-------- Source extract

- Directed by: Femi Ogunsanwo
- Written by: Temitope Bolade Diche Enunwa Tunde Leye
- Starring: Ade Laoye Munachi Abii Kehinde Bankole Charles Etubiebi Tina Mba
- Production companies: House Gabriel Studio TLS Media Place
- Distributed by: Genesis Film Distribution
- Release date: 4 December 2020 (Nigeria);
- Running time: 104 minutes
- Country: Nigeria
- Languages: English Yoruba Igbo Nigerian Pidgin

= Finding Hubby =

Finding Hubby is a 2020 Nigerian romantic drama film directed by Femi Ogunsanwo and starring Ade Laoye, Kehinde Bankole, Munachi Abii, and Charles Etubiebi. It is a screen adaptation of a blog series of the same name written by Tunde Leye. A sequel, Finding Hubby 2, was released in 2021.

== Plot ==
Oyin Clegg (Ade Laoye)—a 35-year-old marketing executive with a Lagos-based firm—is a successful career woman, but her personal life causes concern for her meddling mother (Tina Mba). Although she indulges in one-night stands with eligible men on standby, Oyin is yet to find a suitable partner despite persistence from her boss Ossy (Charles Etubiebi), the seemingly perfect man with whom Oyin fails to connect. She is ecstatic when the firm announces their collaboration with Yomi Kester-Jacobs (Paul Utomi), heir to a thriving business empire, but is enraged after the firm denies her the opportunity to travel to the United States for a team-building workshop due to her unmarried status.

----------------
-------- Raw data

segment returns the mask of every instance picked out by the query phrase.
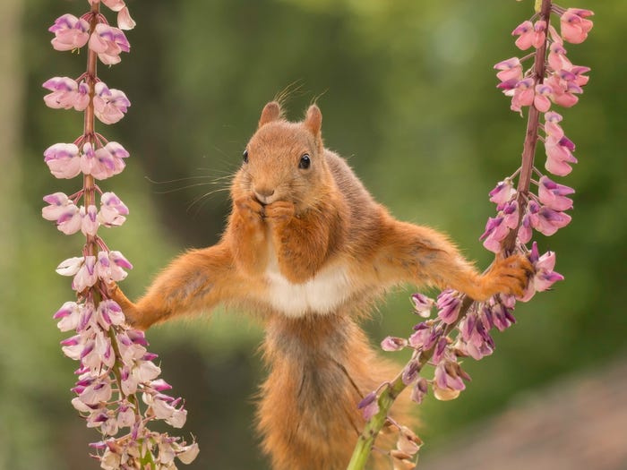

----------------

§ **Work instruction 1**: Copy out the passage of the Finding Hubby article starting at "Finding Hubby is" and ending at "released in 2021.".
§ **Work instruction 2**: Continue the Finding Hubby article after its last sentence.

§ **Expected output 1**:
Finding Hubby is a 2020 Nigerian romantic drama film directed by Femi Ogunsanwo and starring Ade Laoye, Kehinde Bankole, Munachi Abii, and Charles Etubiebi. It is a screen adaptation of a blog series of the same name written by Tunde Leye. A sequel, Finding Hubby 2, was released in 2021.

§ **Expected output 2**:
Oyin is reunited with Ade (Efa Iwara), a successful writer she had dated ten years prior before calling time on their relationship due to his dire straits. Their romance is rekindled after she discovers he has now achieved international recognition and wealth, but Oyin is later humiliated when Ade—who now regards Oyin as a gold-digging opportunist—dumps her in revenge. The incident leaves her depressed until Ossy surprises her with a getaway to Dubai.

At the airport, Oyin runs into the condescending Moroti (Omowunmi Dada) who subtly throws shade until Yomi Kester-Jacobs unexpectedly comes to Oyin's rescue, pretending they are a couple. Ossy, who meets her at the airport upon her return from Dubai, is horrified to discover his heartthrob has connected with Yomi on holiday, and rebounds with Oyin's friend Gloria (Munachi Abii), proposing to her in two weeks. Oyin is initially betrayed but agrees to be chief bridesmaid at their registry wedding.

On the night of her engagement party, Oyin discovers her fiancé is a closted gay man using her as a beard to conceal his true orientation. Her church's youth minister Pastor T (Tope Tedela) and Toke (Kehinde Bankole)—Oyin's other friend—both suggest she break up with him. Her mother, still eager to see her daughter marry and save the family from shame, advises her daughter to go through with the wedding. The film ends with Oyin ponding her final decision.

== Cast ==
- Ade Laoye as Oyin
- Munachi Abii as Gloria
- Kehinde Bankole as Toke
- Charles Etubiebi as Ossy
- Efa Iwara as Ade
- Paul Utomi as Yomi
- Tina Mba as Oyin's mother
- Tope Tedela as Pastor T
- Damilola Ogunsi as Desmond
- Omowunmi Dada as Moroti
- Samuel Asa'ah as D.G.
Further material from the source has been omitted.